• _WORK TO BE COMPLETED_
Copy the lines of the entries below word for word, starting at the line that contains "point_to(query) locates the pine" and ending at the line that contains "x=319, y=177". Include both of those lines and nothing else.

>> begin SOURCE DATA

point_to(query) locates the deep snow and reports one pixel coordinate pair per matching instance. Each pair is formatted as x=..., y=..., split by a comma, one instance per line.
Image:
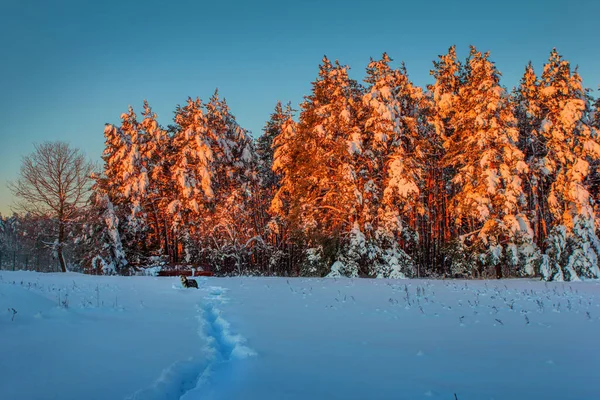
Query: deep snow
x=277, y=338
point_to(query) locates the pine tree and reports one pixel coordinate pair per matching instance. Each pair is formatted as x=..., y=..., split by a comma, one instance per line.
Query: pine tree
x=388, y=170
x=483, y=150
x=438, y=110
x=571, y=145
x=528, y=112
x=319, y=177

>> end SOURCE DATA
>> begin SOURCE DATA

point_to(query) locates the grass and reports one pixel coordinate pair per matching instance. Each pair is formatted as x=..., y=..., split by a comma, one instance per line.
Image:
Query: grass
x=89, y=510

>> end SOURCE DATA
>> begin SOURCE DATA

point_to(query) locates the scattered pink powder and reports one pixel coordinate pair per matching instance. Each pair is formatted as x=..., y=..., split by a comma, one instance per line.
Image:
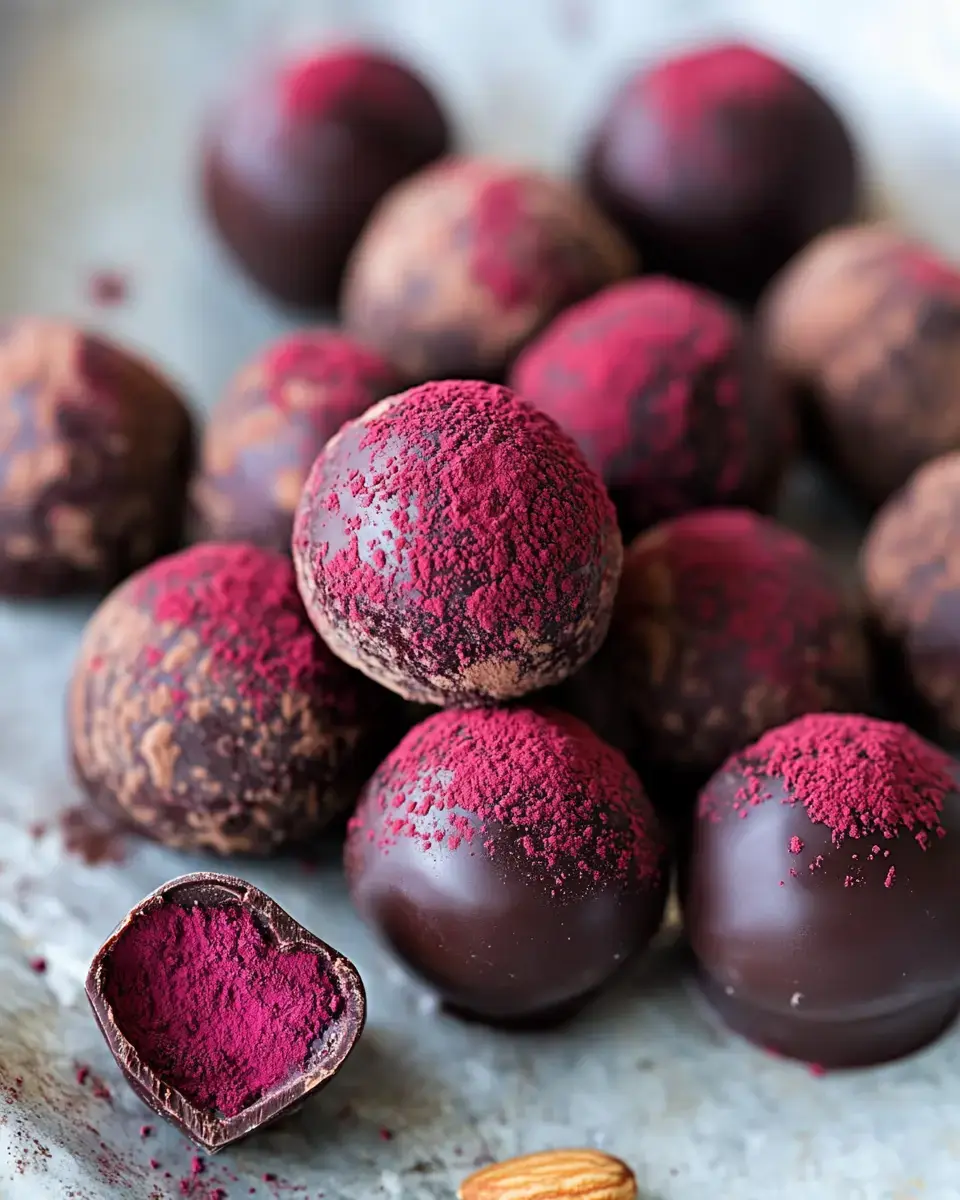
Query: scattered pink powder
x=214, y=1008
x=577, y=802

>> end SOURCE DATA

• _SOLUTION TO THIS TASK_
point_to(query) locates the pine tree and reports one pixel coordinate pair per matching instance. Each pair is formatted as x=..., y=..., split by a comma, one instance per line.
Query: pine tree
x=388, y=170
x=483, y=150
x=438, y=110
x=571, y=145
x=528, y=112
x=319, y=177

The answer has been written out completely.